__Problem set__
• 1. Answer these questions from the passage on performance degradation causes, one line each:
(a) What cause does the device identify when the distributions of the variation coefficients in the normal and analysis time periods differ?
(b) Besides the time when a response time exceeds the predetermined threshold, what event can the analysis time period be based on?
(c) What network is named as a way to distribute the performance degradation cause estimation program?
• 2. Extend the passage on performance degradation causes with the part that would follow its last sentence.

__Article__
- - - -

In addition, if the distributions of the averages in the normal and analysis time periods nt and at do not match each other or if the distributions of the variation coefficients in the normal and analysis time periods nt and at do not match each other, the performance degradation cause estimating device 101 may identify that the degradation of the response time is caused by an increase in the access load. Thus, if the degradation is caused by the increase in the access load, the performance degradation cause estimating device 101 notifies the administrator of the web application of the aforementioned cause, and the administrator who received the notification may quickly take appropriate measures such as the confirmation of the response log data 611 and the confirmation of details of a process of the web application.

If the distributions of the variation coefficients in the normal and analysis time periods nt and at are different from each other, the performance degradation cause estimating device 101 may identify that the degradation of the response time is caused by a burst increase in the access load. Thus, if the degradation of the response time is caused by the burst increase in the access load, the performance degradation cause estimating device 101 may notify the administrator of the web application of the aforementioned cause. Then, the administrator who received the notification may quickly take appropriate measures such as the confirmation of a data portion indicating the burst increase from the response log data 611.

If the distributions of the averages in the normal and analysis time periods nt and at are different from each other, the performance degradation cause estimating device 101 may identify that the degradation of the response time is caused by an average increase in the access load. If the degradation of the response time is caused by the average increase in the access load, the performance degradation cause estimating device 101 may notify the administrator of the web application of the aforementioned cause. The administrator who received the notification may quickly take appropriate measures such as the confirmation of details of a process of the web application from the response log data 611.

In addition, the performance degradation cause estimating device 101 ma identify the analysis time period at based on the time when a response time for access has exceeded the predetermined threshold. Thus, the performance degradation cause estimating device 101 may identify, as the analysis time period at, a time period in which the response time for the access increases, and the performance degradation cause estimating device 101 may estimate a cause of the degradation of the response time.

In addition, the performance degradation cause estimating device 101 may identify the analysis time period at based on the time when a complaint has arisen from the user of the web application that is a destination of access. Thus, the performance degradation cause estimating device 101 may identify, as the analysis time period at, a time period recognized by the user as a time period in which the response time for the access increases, and the performance degradation cause estimating device 101 may estimate a cause of the degradation of the response time.

The method, described in the embodiment, of estimating a cause of performance degradation may be achieved by causing a computer such as a personal computer or a workstation to execute the program prepared in advance. This performance degradation cause estimation program is stored in a computer-readable storage medium such as a hard disk, a flexible disk, a compact disc-read only memory (CD-ROM), or a digital versatile disc (DVD) and read by the computer from the storage medium and executed by the computer. The performance degradation cause estimation program may be distributed via a network such as the Internet.

All examples and conditional language recited herein are intended for pedagogical purposes to aid the reader in understanding the invention and the concepts contributed by the inventor to furthering the art, and are to be construed as being without limitation to such specifically recited examples and conditions, nor does the organization of such examples in the specification relate to a showing of the superiority and inferiority of the invention. Although the embodiment of the present invention has been described in detail, it should be understood that the various changes, substitutions, and alterations could be made hereto without departing from the spirit and scope of the invention.

- - - -

__Stored data__
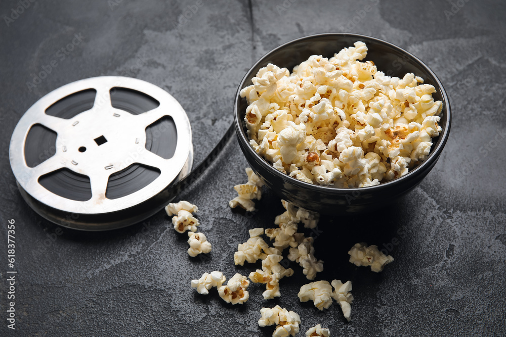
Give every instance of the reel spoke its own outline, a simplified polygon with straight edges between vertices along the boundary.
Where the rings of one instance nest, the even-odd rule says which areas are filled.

- - - -

__Task responses__
• 1.
(a) A burst increase in the access load.
(b) The time when a complaint has arisen from the user of the web application that is the destination of access.
(c) The Internet.

• 2.
Claims

1. A computer-readable and non-transitory storage medium having stored a performance degradation cause estimation program that causes a computer to execute a process, the process comprising:

calculating, by referencing a memory storing response times for accesses of multiple access types and for each of the access types, first access densities in respective time periods obtained by dividing a first time period by a first time length, wherein the first access densities are obtained by multiplying the numbers of appearances of the access type in the respective time periods by a first minimum response time for the access type;
calculating, based on the calculated first access densities, first variation coefficients of the first access densities in respective time periods obtained by dividing the first time period by a second time length that is longer than the first time length, for each of the access types;
calculating, by referencing the memory and for each of the access types, second access densities in respective time periods obtained by dividing a second time period, different from the first time period and identified as a time period in which a response time for the access increases, by a third time length, wherein the second access densities are obtained by multiplying the numbers of appearances of the access type in the respective time periods obtained by dividing the second time period by the third time length by a second minimum response time for the access type in the second time period;
calculating, based on the calculated second access densities, second variation coefficients of the second access densities in respective time periods obtained by dividing the second time period by a fourth time length that is longer than the third time length; and
identifying a cause of the increase in the response time within the second time period based on the result of a test of goodness of fit of a distribution of the first variation coefficients and a distribution of the second variation coefficients.

2. The storage medium according to claim 1,

wherein the first minimum response time for the access type is the minimum value among response times for the access type in each of first time periods and is determined for each of the first time periods.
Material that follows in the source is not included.